**What you need to do**: Below are the entries; output exactly the lines from the one containing "Please place a point on the blonde ponytail" through the final line, inclusive.

**Extracted information**:
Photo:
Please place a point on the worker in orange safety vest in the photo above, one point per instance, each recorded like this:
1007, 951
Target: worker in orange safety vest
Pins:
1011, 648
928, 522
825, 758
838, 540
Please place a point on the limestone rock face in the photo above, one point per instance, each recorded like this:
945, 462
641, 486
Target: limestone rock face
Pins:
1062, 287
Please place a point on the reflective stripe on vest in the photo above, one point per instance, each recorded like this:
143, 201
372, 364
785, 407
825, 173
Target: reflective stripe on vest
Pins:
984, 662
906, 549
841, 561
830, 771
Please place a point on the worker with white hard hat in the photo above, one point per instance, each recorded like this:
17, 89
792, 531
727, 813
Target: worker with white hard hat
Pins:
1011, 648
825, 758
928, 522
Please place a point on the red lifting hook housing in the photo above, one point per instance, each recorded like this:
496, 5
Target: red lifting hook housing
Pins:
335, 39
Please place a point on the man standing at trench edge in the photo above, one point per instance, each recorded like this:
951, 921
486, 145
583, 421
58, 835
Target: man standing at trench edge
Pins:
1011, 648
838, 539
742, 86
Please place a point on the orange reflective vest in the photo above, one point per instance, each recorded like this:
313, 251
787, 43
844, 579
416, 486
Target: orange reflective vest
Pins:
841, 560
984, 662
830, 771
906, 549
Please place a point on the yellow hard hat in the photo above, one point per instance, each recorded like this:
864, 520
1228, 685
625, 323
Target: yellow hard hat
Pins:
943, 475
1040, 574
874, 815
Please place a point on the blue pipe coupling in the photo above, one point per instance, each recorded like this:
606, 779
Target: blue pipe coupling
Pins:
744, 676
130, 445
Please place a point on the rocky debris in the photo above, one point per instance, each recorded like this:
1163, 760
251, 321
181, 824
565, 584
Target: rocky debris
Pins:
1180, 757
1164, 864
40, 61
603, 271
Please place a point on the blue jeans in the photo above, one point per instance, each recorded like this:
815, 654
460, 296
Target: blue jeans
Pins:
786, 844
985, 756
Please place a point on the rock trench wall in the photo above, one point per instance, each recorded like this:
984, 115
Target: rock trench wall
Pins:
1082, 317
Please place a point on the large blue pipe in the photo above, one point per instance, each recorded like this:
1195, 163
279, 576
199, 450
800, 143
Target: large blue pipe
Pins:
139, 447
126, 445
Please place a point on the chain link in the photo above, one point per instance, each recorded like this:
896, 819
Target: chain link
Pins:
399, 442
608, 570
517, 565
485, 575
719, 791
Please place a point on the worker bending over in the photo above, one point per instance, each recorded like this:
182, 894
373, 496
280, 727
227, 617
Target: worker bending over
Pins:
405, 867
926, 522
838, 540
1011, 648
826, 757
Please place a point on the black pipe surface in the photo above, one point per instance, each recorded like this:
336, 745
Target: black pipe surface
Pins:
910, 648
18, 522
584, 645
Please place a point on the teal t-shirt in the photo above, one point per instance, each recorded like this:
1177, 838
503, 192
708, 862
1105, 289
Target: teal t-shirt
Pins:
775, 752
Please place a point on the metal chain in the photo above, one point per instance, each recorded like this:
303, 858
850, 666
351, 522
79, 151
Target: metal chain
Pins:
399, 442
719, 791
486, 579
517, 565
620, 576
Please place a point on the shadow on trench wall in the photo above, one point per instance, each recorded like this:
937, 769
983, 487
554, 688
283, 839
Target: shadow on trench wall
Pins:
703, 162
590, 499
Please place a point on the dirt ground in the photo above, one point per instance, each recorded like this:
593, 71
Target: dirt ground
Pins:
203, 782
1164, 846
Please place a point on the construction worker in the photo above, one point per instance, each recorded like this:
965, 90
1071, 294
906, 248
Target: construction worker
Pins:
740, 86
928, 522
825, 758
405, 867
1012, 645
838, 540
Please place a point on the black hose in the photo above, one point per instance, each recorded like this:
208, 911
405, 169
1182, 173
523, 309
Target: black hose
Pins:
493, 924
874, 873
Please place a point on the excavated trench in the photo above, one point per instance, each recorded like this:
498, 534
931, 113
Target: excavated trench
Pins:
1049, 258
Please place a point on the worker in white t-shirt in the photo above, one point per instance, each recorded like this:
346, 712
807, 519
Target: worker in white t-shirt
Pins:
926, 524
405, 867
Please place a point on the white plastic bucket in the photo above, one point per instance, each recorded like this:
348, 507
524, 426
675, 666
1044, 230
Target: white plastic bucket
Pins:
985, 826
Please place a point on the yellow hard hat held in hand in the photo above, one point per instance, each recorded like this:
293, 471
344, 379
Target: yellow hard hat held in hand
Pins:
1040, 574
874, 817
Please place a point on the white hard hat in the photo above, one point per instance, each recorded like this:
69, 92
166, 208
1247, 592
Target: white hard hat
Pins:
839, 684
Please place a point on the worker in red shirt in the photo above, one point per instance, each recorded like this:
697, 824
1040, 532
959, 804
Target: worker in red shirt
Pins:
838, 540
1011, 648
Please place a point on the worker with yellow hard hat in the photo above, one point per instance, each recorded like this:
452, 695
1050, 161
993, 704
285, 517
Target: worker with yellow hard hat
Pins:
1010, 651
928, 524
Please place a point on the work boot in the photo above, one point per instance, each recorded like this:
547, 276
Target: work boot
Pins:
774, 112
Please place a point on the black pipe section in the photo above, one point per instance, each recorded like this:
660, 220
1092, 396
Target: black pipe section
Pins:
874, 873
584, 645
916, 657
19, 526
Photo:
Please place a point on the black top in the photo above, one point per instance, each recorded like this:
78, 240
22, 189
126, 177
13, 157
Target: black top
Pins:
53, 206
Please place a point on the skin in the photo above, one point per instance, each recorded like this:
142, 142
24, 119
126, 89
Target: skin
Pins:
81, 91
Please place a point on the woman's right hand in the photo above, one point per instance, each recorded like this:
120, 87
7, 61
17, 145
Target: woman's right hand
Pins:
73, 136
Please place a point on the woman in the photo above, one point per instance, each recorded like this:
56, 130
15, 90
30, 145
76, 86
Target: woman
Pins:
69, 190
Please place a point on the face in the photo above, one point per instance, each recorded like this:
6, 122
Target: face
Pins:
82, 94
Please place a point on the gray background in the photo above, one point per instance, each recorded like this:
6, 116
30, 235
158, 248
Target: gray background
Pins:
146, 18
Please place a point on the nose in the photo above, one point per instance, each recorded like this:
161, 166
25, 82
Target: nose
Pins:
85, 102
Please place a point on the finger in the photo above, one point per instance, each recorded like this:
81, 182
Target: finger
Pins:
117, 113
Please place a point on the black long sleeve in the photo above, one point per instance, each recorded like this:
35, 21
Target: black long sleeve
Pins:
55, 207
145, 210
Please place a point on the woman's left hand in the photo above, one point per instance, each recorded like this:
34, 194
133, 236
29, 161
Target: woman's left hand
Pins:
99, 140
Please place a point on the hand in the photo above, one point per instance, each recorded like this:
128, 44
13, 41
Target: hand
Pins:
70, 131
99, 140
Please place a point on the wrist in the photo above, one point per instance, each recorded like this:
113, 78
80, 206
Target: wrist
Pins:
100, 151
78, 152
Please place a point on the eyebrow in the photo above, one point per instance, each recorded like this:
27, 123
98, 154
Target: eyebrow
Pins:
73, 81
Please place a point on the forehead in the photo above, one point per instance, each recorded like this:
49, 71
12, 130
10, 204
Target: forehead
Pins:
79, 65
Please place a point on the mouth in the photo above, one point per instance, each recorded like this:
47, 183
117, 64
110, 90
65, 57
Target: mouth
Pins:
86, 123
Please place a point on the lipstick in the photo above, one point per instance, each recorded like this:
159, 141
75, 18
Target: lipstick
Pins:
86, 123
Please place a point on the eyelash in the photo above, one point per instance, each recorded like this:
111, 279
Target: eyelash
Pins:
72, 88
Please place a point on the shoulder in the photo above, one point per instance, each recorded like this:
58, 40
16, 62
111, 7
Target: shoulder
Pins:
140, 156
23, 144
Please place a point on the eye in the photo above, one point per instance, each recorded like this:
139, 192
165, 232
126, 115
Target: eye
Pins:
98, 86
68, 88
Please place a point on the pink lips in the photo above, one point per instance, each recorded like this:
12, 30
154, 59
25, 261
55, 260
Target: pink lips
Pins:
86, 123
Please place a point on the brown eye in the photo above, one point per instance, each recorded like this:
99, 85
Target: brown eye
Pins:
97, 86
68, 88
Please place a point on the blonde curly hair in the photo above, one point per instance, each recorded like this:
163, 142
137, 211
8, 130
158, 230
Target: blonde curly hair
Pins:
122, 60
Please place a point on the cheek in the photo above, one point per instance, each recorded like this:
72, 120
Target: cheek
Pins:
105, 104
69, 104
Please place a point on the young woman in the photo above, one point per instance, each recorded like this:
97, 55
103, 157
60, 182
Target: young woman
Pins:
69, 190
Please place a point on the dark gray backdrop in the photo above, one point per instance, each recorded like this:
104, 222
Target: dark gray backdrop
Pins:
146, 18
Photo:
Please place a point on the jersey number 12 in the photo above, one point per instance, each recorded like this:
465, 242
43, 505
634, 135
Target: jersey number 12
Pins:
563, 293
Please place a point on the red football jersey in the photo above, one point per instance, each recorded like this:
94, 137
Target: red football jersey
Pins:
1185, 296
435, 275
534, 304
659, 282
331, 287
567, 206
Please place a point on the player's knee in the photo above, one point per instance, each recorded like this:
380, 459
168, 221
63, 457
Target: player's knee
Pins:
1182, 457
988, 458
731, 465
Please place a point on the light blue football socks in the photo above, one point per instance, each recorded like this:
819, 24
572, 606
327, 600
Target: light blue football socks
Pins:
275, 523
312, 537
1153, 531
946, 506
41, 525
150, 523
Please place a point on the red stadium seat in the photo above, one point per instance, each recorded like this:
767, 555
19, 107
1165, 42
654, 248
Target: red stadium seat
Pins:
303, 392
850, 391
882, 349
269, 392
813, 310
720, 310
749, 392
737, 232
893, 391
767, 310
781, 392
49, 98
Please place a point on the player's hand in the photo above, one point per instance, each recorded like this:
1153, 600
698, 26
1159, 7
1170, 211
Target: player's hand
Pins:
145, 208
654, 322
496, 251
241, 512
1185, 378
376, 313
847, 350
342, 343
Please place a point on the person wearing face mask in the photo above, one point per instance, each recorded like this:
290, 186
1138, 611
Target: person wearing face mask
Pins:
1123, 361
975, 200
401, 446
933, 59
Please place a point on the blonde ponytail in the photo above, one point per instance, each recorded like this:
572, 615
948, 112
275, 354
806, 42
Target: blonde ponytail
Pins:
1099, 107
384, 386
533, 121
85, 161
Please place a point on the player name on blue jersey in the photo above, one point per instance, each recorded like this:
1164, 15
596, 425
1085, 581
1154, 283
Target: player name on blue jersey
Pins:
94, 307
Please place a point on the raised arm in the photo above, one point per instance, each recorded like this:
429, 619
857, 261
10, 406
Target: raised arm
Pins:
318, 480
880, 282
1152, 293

**Output**:
Please place a point on the blonde ponytail in the photo above, one point per instance, each recorded like this:
572, 615
948, 112
275, 354
806, 42
Target: blonde ponytail
Pins:
1099, 107
384, 386
533, 121
85, 161
Please place a point on the player name on blue jersey in the photo above, one point per instance, each recorded like this:
1164, 15
596, 425
1085, 581
1154, 283
Target: player name on blue jersey
Pins:
94, 307
Please place a point on the raised arm in the photo above, one point per instance, each recorded like this:
429, 619
857, 261
10, 406
Target: raised arm
Pins:
318, 480
880, 282
1152, 293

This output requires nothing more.